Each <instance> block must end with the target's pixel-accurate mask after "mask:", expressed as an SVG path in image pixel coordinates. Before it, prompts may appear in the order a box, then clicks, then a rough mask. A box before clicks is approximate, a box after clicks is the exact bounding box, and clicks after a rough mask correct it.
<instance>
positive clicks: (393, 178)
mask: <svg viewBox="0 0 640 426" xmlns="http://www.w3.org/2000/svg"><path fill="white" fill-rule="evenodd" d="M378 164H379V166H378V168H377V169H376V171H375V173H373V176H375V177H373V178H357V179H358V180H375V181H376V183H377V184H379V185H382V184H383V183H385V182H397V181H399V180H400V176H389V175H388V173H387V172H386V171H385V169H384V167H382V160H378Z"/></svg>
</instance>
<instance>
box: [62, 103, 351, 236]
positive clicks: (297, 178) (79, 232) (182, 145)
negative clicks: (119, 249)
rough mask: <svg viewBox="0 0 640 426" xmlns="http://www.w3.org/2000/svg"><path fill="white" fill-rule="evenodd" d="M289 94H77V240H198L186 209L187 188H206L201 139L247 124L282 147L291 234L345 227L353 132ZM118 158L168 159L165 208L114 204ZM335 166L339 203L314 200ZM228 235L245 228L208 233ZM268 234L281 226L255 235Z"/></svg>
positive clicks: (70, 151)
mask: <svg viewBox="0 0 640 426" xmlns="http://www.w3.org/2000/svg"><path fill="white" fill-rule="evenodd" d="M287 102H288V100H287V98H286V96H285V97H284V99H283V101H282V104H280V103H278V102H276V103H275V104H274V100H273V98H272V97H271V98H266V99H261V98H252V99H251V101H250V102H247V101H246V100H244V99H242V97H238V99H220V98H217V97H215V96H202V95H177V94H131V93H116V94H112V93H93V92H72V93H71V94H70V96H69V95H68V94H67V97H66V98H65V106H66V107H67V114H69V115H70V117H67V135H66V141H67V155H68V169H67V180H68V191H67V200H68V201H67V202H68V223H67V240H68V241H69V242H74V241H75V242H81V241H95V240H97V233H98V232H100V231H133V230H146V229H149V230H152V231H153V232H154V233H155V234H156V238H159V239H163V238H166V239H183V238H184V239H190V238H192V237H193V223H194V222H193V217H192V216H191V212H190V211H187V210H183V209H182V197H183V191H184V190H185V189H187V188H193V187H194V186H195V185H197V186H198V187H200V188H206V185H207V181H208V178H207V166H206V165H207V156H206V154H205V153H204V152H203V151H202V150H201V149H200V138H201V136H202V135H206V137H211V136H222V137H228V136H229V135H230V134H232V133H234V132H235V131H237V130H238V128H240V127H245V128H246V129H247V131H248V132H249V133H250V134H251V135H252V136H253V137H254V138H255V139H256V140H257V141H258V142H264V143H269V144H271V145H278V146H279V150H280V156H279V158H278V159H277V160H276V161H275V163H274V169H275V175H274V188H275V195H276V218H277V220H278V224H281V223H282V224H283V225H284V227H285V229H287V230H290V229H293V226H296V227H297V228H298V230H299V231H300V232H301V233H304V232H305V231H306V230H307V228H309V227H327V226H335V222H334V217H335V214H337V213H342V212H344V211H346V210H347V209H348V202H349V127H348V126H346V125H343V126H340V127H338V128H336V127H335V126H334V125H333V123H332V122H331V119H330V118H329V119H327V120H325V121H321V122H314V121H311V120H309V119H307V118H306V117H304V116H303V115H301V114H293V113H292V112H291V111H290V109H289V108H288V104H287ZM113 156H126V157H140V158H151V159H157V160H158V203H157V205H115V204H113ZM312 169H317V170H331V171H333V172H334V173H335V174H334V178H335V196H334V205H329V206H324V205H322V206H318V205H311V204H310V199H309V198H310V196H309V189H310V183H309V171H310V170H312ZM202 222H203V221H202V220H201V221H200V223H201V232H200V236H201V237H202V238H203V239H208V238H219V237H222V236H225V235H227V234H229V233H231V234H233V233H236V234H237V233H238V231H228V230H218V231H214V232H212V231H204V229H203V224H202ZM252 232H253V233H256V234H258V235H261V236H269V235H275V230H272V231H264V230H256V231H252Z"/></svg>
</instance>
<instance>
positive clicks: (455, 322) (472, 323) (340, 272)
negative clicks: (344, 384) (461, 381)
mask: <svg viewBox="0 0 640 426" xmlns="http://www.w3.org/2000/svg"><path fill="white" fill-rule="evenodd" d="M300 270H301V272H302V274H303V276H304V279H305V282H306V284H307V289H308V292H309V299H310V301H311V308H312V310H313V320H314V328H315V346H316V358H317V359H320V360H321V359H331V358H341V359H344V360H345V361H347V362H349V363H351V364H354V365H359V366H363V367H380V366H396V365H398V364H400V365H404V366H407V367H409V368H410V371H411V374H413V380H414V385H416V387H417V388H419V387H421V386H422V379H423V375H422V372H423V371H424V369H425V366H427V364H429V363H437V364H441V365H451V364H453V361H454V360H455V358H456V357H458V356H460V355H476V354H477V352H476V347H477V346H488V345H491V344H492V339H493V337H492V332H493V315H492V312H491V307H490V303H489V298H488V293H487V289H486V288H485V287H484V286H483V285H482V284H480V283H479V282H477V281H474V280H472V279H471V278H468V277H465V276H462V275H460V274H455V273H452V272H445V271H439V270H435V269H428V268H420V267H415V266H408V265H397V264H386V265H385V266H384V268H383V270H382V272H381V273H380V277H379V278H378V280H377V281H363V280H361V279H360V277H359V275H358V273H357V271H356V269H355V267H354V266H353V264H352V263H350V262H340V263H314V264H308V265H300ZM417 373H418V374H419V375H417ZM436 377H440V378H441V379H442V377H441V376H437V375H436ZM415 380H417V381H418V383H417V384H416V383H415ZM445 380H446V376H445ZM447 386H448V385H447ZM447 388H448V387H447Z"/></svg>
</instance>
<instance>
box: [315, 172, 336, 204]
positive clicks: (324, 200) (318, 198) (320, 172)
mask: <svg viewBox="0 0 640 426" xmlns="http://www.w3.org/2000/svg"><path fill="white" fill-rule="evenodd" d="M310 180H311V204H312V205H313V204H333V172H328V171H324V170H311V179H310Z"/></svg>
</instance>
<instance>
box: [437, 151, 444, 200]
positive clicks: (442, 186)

========

Exercise prompt |
Find every line in the entries above that contains the word "negative", and copy each of those lines in full.

Task solution |
negative clicks: (119, 249)
negative clicks: (344, 384) (461, 381)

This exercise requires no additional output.